== Task objective ==
The records below are to be reproduced word for word.

*** Opening of Source material ***

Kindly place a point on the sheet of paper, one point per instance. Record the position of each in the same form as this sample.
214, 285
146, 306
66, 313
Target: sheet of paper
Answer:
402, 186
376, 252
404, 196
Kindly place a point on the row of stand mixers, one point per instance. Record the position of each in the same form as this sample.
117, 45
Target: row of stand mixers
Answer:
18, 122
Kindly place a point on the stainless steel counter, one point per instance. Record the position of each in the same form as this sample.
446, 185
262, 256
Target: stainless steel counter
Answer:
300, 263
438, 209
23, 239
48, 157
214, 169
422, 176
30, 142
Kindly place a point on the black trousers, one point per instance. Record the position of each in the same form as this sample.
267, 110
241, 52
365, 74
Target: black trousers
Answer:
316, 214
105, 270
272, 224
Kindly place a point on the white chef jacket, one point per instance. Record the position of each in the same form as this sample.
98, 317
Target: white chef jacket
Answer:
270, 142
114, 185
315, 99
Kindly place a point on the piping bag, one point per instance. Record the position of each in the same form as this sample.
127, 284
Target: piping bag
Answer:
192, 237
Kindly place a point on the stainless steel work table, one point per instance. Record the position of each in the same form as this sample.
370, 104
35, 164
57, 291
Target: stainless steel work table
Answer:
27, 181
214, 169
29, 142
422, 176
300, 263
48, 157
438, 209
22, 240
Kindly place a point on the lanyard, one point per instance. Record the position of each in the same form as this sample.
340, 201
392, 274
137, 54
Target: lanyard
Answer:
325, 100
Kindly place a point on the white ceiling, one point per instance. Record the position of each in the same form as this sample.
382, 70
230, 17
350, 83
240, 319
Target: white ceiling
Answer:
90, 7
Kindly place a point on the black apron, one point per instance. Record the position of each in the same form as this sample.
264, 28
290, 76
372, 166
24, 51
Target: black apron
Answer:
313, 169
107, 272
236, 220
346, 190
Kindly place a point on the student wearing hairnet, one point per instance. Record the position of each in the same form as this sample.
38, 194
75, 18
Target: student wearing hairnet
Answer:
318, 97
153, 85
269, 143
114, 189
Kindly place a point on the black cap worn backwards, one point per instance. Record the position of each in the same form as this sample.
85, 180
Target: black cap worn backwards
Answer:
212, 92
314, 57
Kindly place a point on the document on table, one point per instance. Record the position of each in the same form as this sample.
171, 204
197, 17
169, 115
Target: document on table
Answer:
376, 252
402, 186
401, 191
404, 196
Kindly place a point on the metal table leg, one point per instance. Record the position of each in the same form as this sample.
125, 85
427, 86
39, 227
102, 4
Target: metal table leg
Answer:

*** Close of Source material ***

== Result ==
Kindly place a point on the sheet of paper, one point per instance. Record the position of each in the same form as this sample.
214, 285
146, 306
66, 313
Target: sheet of paper
Answer:
402, 186
376, 252
404, 196
Kindly place a point on the row of stand mixers, one point per instance. Record the position of each in the same form as this sample.
117, 45
Target: row of stand mixers
Answer:
18, 122
Kindly place a point on the stainless steel counter, one point per instance. Record the position of each in the same form as this sample.
446, 185
262, 256
Target: stainless steel counter
Answer:
300, 263
438, 209
23, 239
48, 157
214, 169
422, 176
30, 142
Kindly place a point on the black trousers, one point per instance. Record the position of each in the same form as this sample.
267, 110
241, 52
365, 74
Target: black trousers
Answer:
316, 214
105, 270
272, 224
Kindly place a point on the white chef jacket, one point per instance. Record the position of each in the same form as this sample.
98, 317
Target: white chef jacket
Answer:
270, 142
114, 185
315, 99
Kindly place a point on the piping bag, one point per instance. Record the position of each in the same form as this sample.
127, 284
Target: piping bag
Answer:
192, 237
Kindly place a point on the stainless steel work table, one point per instance. Record the position of each in the same form as this sample.
370, 104
35, 164
57, 291
Target: stainless steel work table
Answer:
27, 181
214, 169
29, 142
422, 176
300, 263
48, 157
438, 209
22, 240
Kindly place a point on the lanyard, one point per instance. Record the position of each in the same form as this sample.
340, 201
392, 274
137, 54
Target: lanyard
Answer:
325, 100
Kindly place a point on the white ceiling, one point per instance. Record the position of each in the same form as this sample.
382, 70
230, 17
350, 83
240, 319
Target: white ceiling
Answer:
90, 7
Kindly place a point on the black apron, one point per instance. Record the position of each in the same form as this sample.
264, 28
290, 76
372, 166
24, 51
Target: black apron
Answer:
313, 169
107, 272
236, 220
346, 190
Kindly place a point on the student wearing hairnet, one point per instance. Record the position of each in the same form as this sample.
38, 194
75, 18
Target: student wearing hairnet
Answer:
318, 97
153, 85
269, 143
114, 189
Kindly place a point on the black cap worn backwards, one point per instance. Record the position of each in the same form as this sample.
85, 180
Target: black cap worn backwards
Answer:
212, 92
314, 57
Kindly place a point on the document on table, one point per instance. Record the position of each in the same form as this sample.
171, 204
197, 17
169, 115
Target: document on table
Answer:
376, 252
402, 186
401, 191
404, 196
Kindly place a point on the metal table leg, one point per instance. Record the position of each in the same form as this sample.
125, 85
427, 86
39, 227
102, 4
Target: metal table leg
Answer:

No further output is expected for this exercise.